* WORK ORDER 1 *
Rewrite the part of the article on screen time in early childhood starting at "A study from" and ending at "with their parents.", with "technology" changed to "screens".
* WORK ORDER 2 *
Write the next part of the article on screen time in early childhood, picking up after its last sentence.

* TEXT SHOWN *
..............................
Khaberni - The first five years of a child's life are the most crucial in their development, during which they learn to walk, talk, think, and interact with others.
Because this period is so sensitive, introducing screens into a child's life can have significant effects.
For this reason, experts recommend that children under five should not have more than one hour of screen time per day, while children aged two years and younger should completely avoid screens, except for video calls with family.
However, the reality points to a different trend, as tablets and phones have become part of children's lives, and daily screen time exceeds the recommended duration.
A report from a consulting group on screen time in early childhood states: "Some evidence has linked large amounts of screen time to negative effects on children's health and development, including social, emotional, linguistic, and brain development, as well as sleep, vision, and healthy weight. The problem of using screens becomes particularly serious when they replace sleep, physical activity, parent-child interaction, creative play, home routines, and real-world exploration or learning."
Here, we reveal the ways excessive screen time can harm your child's health:
First: Speech problems
Spending a lot of time in front of screens can delay speech development in young children.
Research has found that children who use screens more frequently start talking later and have smaller vocabularies compared to their peers.
A recent study published in January found that a two-year-old who spends five hours a day on screens can utter significantly fewer words than a child who spends just 44 minutes.
Children who use screens more frequently uttered 53% of test words, while those who used them less uttered 65%.
A study from the University of Adelaide pointed out that a child engrossed in technology might miss hearing 1100 words a day due to fewer conversations with their parents.
Second: Tantrums
Parents may place their angry child in front of a screen to temporarily calm them down, but this strategy may have long-term adverse effects.
A Canadian study involving 315 children found that 3.5-year-olds who spent more time on tablets were more prone to anger and frustration after a year. Specifically, each additional hour and 15 minutes above the daily average was linked to a 22% increase in tantrums later. Experts suggest that "overstimulating content," such as bright colors and fast-paced scenes, may be the cause.
Experts recommend that content appropriate for children should be slow and calm, with few characters and static shots.
Third: Type 2 Diabetes
The biggest harm from screen time comes from encouraging sedentary behavior, where children spend long hours sitting without movement. This inactivity is directly linked to increased weight and obesity, especially in children.
Obesity in childhood can significantly increase the risk of developing type 2 diabetes later.
..............................
* DATA TO EXAMINE *
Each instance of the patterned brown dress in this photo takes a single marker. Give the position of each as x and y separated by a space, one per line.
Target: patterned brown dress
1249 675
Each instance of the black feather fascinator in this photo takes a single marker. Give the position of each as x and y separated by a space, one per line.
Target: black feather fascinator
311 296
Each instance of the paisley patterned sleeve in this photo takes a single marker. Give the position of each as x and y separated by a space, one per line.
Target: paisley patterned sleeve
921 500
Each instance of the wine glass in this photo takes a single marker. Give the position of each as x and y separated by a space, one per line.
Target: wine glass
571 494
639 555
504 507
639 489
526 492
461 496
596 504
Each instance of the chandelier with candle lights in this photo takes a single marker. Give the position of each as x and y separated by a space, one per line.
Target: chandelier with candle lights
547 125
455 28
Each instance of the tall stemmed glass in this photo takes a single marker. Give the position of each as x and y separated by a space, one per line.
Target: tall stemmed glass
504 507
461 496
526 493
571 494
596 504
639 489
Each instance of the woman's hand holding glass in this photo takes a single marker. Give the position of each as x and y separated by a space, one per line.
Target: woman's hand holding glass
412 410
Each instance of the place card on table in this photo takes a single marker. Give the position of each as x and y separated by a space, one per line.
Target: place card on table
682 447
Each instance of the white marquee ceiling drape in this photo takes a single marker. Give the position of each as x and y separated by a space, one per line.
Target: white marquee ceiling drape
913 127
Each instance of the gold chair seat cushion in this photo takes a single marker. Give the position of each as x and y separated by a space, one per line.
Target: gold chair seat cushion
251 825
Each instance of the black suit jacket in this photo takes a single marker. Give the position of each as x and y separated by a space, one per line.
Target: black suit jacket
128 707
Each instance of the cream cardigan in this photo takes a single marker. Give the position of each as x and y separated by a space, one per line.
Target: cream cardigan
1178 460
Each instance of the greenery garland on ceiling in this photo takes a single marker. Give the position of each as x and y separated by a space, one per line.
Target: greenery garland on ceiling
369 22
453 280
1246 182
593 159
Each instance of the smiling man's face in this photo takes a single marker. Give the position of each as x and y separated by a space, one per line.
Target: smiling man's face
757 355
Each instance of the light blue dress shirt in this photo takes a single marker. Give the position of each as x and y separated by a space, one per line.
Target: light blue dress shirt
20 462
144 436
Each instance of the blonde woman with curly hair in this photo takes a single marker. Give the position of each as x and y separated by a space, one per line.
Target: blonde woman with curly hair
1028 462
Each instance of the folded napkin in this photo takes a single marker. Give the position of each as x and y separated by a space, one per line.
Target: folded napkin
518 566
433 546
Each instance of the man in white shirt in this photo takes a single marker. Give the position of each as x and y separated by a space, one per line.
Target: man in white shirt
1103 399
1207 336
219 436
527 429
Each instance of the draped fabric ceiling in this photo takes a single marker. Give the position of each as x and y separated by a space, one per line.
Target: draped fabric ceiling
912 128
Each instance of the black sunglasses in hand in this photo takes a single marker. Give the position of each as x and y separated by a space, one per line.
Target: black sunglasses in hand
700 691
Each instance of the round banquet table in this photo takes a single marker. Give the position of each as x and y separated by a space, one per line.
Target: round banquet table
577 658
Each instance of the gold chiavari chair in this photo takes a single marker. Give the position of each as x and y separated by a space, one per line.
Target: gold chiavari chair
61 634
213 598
..............................
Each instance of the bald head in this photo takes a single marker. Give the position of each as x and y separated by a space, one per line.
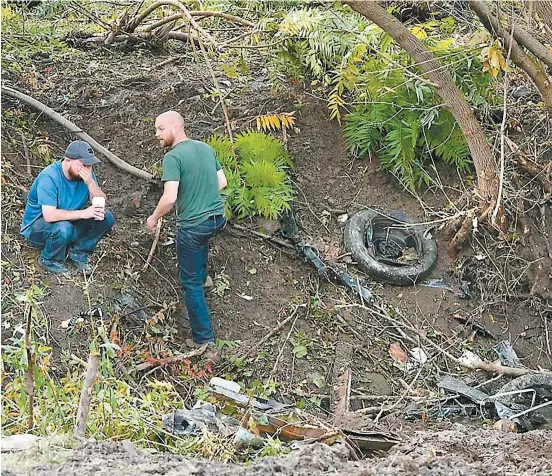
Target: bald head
..............................
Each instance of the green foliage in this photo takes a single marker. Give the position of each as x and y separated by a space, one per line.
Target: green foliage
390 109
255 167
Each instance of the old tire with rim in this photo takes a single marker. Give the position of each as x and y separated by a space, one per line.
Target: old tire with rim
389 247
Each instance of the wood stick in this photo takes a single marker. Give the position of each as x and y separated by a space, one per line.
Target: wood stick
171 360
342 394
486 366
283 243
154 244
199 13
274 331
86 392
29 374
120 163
..............................
* EXERCISE OUTPUT 1 *
A study from the University of Adelaide pointed out that a child engrossed in screens might miss hearing 1100 words a day due to fewer conversations with their parents.

* EXERCISE OUTPUT 2 *
Fourth: Vision problems
Spending long hours staring at a screen can adversely affect a child's eye health in the long term, as a 2021 research review found that children who used computers more were more prone to myopia. Researchers have not definitively concluded that screens directly cause myopia, but the figures are concerning.
Fifth: Reduced sleep
The blue light emitted from phone and tablet screens can disrupt the natural sleep cycle in children.
This light can confuse the body's biological clock, making sleep more difficult and reducing its quality.
Research indicates that children who spend more time in front of televisions and tablets sleep fewer hours compared to others.
Sixth: Attention problems
Long exposure to screens at an early age can alter the way a child's ability to focus and pay attention develops.
Experts particularly warn against "short, fast-paced videos" that are thought to negatively affect children's attention. These clips feature rapidly changing scenes and highly stimulating content, which might condition a child's brain to be distracted and have difficulty maintaining attention for longer periods. Since evidence is still limited, the report recommends a precautionary approach, avoiding this type of content entirely for young children and sticking to content that is slow, repetitive, and predictable.
In conclusion, experts confirm that screen time becomes a real problem when it replaces fundamental activities essential for a child's growth, such as sleep, creative play, physical activity, and real interaction with parents. Therefore, the goal is not to completely ban screens but to use them cautiously and in limited quantities, choosing content that is calm and age-appropriate. The most important point is that screen viewing should be an additional activity and not a substitute for playing, moving, and talking with the child. Only in this way can a balance between the benefits of technology and its risks to children's health and development be achieved.